■ PROMPT ■
Recast the entries below as a Markdown table with two columns, "No." and "Text," giving each line its own numbered row and omitting any blank lines.

■ DATA ENTRIES ■
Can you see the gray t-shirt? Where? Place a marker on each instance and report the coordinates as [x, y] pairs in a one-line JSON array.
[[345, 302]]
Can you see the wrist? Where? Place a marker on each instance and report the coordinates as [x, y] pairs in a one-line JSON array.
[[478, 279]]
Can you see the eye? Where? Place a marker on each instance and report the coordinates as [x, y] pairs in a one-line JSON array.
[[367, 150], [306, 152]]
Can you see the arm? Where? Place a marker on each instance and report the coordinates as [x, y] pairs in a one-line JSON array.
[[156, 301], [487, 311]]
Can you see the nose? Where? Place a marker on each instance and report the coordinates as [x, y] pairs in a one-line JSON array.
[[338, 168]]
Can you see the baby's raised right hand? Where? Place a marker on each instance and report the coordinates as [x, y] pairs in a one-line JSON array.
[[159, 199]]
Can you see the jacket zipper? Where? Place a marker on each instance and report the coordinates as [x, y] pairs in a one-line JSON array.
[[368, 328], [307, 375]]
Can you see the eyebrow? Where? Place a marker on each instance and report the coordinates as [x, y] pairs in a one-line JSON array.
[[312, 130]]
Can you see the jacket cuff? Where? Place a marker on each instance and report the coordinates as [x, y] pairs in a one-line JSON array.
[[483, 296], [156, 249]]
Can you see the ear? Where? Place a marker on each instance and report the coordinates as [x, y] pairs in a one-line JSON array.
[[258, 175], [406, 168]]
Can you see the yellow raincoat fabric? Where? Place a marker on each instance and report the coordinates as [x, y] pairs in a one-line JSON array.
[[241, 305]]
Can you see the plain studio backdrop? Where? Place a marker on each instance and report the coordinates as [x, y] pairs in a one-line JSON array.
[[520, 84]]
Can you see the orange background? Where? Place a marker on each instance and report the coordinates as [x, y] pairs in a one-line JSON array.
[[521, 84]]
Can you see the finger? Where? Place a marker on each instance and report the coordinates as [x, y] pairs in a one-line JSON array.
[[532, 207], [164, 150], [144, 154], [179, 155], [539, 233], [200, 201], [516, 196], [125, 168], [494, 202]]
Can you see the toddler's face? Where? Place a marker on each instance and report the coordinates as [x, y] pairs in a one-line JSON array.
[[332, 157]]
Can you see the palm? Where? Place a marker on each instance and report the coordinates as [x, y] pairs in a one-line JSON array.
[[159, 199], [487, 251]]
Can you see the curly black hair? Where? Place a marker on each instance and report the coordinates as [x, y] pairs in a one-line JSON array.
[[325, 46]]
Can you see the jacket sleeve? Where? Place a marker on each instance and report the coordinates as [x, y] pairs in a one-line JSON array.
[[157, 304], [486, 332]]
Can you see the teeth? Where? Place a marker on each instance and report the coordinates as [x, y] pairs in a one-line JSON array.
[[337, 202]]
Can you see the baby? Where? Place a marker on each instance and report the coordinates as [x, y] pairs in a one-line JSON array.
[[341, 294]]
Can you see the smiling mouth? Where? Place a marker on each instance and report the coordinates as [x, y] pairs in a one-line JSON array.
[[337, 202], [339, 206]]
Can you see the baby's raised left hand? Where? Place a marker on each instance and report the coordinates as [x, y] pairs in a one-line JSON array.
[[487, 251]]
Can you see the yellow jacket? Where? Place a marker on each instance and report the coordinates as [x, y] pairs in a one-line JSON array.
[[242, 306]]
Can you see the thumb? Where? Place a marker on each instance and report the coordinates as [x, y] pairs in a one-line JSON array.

■ THE RESPONSE ■
| No. | Text |
|---|---|
| 1 | Can you see the gray t-shirt? Where? Place a marker on each instance and report the coordinates as [x, y] pairs in a one-line JSON array. |
| 2 | [[345, 302]] |
| 3 | Can you see the wrist? Where? Place a marker on each instance and report the coordinates as [x, y] pairs in a one-line JSON array. |
| 4 | [[478, 279]] |
| 5 | Can you see the eye? Where? Place a marker on each instance and report the coordinates as [x, y] pairs in a one-line JSON array. |
| 6 | [[367, 150], [306, 152]] |
| 7 | Can you see the arm? Where? Place a marker on each instance and report the coordinates as [x, y] pairs in a one-line JSON array. |
| 8 | [[156, 301], [487, 311]] |
| 9 | Can you see the nose? Where? Place a marker on each instance and report the coordinates as [x, y] pairs in a one-line JSON array. |
| 10 | [[338, 168]] |
| 11 | Can you see the baby's raised right hand? Where? Place a marker on each instance and report the coordinates as [x, y] pairs in a one-line JSON array. |
| 12 | [[159, 199]] |
| 13 | Can you see the jacket zipper? Where? Place a marker on each instance and report the coordinates as [x, y] pairs in a one-line JSON array. |
| 14 | [[368, 328], [307, 375]] |
| 15 | Can you see the eyebrow? Where? Place a marker on each instance and report the coordinates as [x, y] pairs in a one-line JSON array. |
| 16 | [[312, 130]] |
| 17 | Can you see the jacket cuff? Where? Place a marker on each instance and report the coordinates as [x, y] pairs in a one-line JSON array. |
| 18 | [[483, 296], [156, 249]] |
| 19 | Can you see the ear? Where? Place a marker on each instance and report the coordinates as [x, y] pairs in a one-line JSON array. |
| 20 | [[258, 175], [406, 168]] |
| 21 | Can you see the yellow raincoat fabric? Where? Place a marker on each instance and report the coordinates as [x, y] pairs in a one-line JSON array. |
| 22 | [[241, 305]] |
| 23 | Can you see the plain studio backdrop? Where? Place a marker on each instance and report the coordinates as [x, y] pairs in a one-line JSON array. |
| 24 | [[520, 84]] |
| 25 | Can you see the orange background? Where? Place a marker on each instance and report the coordinates as [x, y] pairs in a one-line JSON array. |
| 26 | [[521, 84]] |
| 27 | Can you see the finger? Where? Place a marker on each instance and report the coordinates as [x, y] pairs in a one-line JSON array. |
| 28 | [[532, 207], [164, 150], [144, 154], [179, 155], [539, 233], [200, 201], [516, 196], [125, 168], [494, 202]] |
| 29 | Can you see the toddler's face? Where? Place a marker on each instance and report the coordinates as [x, y] pairs in a one-line JSON array. |
| 30 | [[332, 157]] |
| 31 | Can you see the palm? Where? Place a marker on each instance and report the coordinates as [x, y] pairs in a one-line JSON array. |
| 32 | [[159, 199], [487, 251]] |
| 33 | Can you see the curly black hair? Where? Place a marker on each instance and report the coordinates as [x, y] pairs in a one-line JSON array. |
| 34 | [[325, 46]] |
| 35 | Can you see the jacket sleeve? Where? Place a marker on each instance and report the coordinates as [x, y] pairs in a one-line JSON array. |
| 36 | [[157, 304], [486, 332]] |
| 37 | Can you see the teeth? Where? Place a marker on each instance and report the coordinates as [x, y] pairs in a one-line JSON array. |
| 38 | [[337, 202]] |
| 39 | Can you see the baby? Where? Place a marker on each instance and report the coordinates as [x, y] pairs in a one-line JSON array. |
| 40 | [[341, 294]] |
| 41 | Can you see the smiling mouth? Where? Place a marker on each instance and report the coordinates as [x, y] pairs in a one-line JSON array. |
| 42 | [[337, 202], [339, 206]] |
| 43 | Can you see the baby's raised left hand? Where? Place a marker on each instance and report the coordinates as [x, y] pairs in a one-line JSON array. |
| 44 | [[487, 251]] |
| 45 | Can you see the yellow jacket? Where? Place a marker on each instance and report the coordinates as [x, y] pairs in a one-line JSON array. |
| 46 | [[242, 306]] |
| 47 | Can you see the thumb? Where? Place a marker on each instance and report the coordinates as [x, y] pairs in a one-line JSON array. |